REQUIRED TASK:
Retype each item below without changing a single character.

TASK MATERIAL:
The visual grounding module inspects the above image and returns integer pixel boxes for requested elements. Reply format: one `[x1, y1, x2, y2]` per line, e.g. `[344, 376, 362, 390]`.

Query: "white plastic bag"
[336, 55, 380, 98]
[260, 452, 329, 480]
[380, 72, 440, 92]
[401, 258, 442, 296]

ANSWER TO THE EXERCISE:
The visual grounding module inspects the above image and returns integer pixel boxes for requested elements. Reply format: one `[x1, y1, x2, y2]` per line, e.g. `[344, 376, 362, 390]`.

Query: "white plastic bag"
[336, 55, 380, 98]
[260, 452, 329, 480]
[380, 72, 440, 92]
[401, 258, 442, 296]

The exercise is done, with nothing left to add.